**Written instruction A**
According to the tangent graphing solution, what is the period of the function?

Graph one complete cycle for each of the following. In each case, label the axes accurately and state the period, vertical translation, and horizontal translation for each graph. \(y=1+\tan \left(2 x-\frac{\pi}{4}\right)\)

Short Answer

Expert verified
The period is \( \frac{\pi}{2} \), there's a vertical shift up 1, and a horizontal shift right by \( \frac{\pi}{8} \).

Step by step solution

01

Understanding the Function

The given function is \( y = 1 + \tan\left(2x - \frac{\pi}{4}\right) \). This is a transformation of the basic tangent function \( y = \tan(x) \). We need to identify the key transformations: vertical translation, horizontal translation, and the period change.
02

Determine Vertical Translation

The number \( +1 \) outside the tangent function indicates a vertical translation. Therefore, the whole graph is shifted 1 unit upwards.
03

Calculate Period of the Tangent Function

The period of \( y = \tan(x) \) is \( \pi \). For \( y = \tan(bx) \), the period becomes \( \frac{\pi}{b} \). In our function, \( b = 2 \), so the period is \( \frac{\pi}{2} \).

**Data provided**
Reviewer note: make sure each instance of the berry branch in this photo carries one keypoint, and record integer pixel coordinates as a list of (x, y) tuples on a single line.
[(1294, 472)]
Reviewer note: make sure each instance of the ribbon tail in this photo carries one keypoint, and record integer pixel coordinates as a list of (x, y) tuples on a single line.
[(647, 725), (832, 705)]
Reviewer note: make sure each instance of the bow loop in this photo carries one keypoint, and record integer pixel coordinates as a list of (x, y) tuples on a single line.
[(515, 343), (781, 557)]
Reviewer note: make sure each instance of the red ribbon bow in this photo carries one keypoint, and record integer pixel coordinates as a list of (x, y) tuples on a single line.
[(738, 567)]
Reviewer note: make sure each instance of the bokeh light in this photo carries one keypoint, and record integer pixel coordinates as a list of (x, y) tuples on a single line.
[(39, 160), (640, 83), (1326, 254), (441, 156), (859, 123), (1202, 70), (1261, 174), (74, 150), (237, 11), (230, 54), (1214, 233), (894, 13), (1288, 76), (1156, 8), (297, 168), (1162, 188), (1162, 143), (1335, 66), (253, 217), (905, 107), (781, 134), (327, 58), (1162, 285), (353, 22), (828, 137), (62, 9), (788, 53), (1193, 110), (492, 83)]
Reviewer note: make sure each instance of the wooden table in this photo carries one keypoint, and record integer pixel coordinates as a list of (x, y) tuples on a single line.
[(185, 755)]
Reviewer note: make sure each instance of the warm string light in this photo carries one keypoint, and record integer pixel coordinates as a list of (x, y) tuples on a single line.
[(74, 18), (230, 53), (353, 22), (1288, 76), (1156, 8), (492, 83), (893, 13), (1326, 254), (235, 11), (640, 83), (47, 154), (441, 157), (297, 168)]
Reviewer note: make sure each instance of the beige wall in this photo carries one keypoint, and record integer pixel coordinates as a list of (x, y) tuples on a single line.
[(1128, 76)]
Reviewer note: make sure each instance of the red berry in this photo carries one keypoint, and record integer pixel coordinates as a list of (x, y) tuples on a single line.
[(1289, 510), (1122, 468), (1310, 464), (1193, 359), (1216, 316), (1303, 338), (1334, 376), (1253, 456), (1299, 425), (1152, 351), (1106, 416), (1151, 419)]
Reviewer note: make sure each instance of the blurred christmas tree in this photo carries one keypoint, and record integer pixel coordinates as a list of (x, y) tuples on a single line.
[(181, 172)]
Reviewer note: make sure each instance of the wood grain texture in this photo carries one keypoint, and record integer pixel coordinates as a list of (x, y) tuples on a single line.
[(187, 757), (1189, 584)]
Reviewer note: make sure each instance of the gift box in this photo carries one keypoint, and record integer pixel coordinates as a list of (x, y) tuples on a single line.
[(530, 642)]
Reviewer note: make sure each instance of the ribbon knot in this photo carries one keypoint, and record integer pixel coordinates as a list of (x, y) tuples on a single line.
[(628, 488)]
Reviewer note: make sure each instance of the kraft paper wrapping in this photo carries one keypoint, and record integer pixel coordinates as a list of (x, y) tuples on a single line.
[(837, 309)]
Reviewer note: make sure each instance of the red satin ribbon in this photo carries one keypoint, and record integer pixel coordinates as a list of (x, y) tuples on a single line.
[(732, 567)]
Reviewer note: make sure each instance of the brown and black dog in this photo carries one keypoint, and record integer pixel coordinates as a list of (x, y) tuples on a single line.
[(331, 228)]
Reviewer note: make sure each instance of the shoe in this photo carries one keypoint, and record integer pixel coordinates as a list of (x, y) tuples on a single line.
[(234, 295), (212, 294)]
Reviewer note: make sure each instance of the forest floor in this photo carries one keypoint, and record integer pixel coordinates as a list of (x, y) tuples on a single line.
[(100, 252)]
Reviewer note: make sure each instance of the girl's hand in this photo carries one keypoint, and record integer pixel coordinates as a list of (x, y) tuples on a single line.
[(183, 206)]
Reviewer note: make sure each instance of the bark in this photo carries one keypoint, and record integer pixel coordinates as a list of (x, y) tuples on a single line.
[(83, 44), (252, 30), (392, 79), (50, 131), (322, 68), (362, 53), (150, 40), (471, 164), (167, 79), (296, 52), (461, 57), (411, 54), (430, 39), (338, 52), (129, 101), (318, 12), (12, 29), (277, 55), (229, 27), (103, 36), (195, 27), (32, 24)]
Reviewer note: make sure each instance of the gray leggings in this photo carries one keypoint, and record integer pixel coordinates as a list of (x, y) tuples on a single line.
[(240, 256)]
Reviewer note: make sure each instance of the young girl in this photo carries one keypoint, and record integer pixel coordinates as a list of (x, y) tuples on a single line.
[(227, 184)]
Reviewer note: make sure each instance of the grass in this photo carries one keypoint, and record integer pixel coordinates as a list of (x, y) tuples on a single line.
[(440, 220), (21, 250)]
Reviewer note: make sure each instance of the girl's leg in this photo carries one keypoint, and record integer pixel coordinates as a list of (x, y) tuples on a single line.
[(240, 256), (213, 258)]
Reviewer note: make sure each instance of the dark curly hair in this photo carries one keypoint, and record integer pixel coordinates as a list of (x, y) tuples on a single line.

**Written instruction B**
Please reproduce the rows exactly, starting with the line that contains "Reviewer note: make sure each instance of the girl's leg" and going on through the final line of the rows.

**Exercise response A**
π/2

**Exercise response B**
Reviewer note: make sure each instance of the girl's leg in this photo carries one keypoint, and record integer pixel coordinates as a list of (x, y) tuples on a single line.
[(240, 256), (213, 258)]
Reviewer note: make sure each instance of the dark curly hair in this photo carries one keypoint, and record integer pixel coordinates as a list of (x, y) tuples on a single line.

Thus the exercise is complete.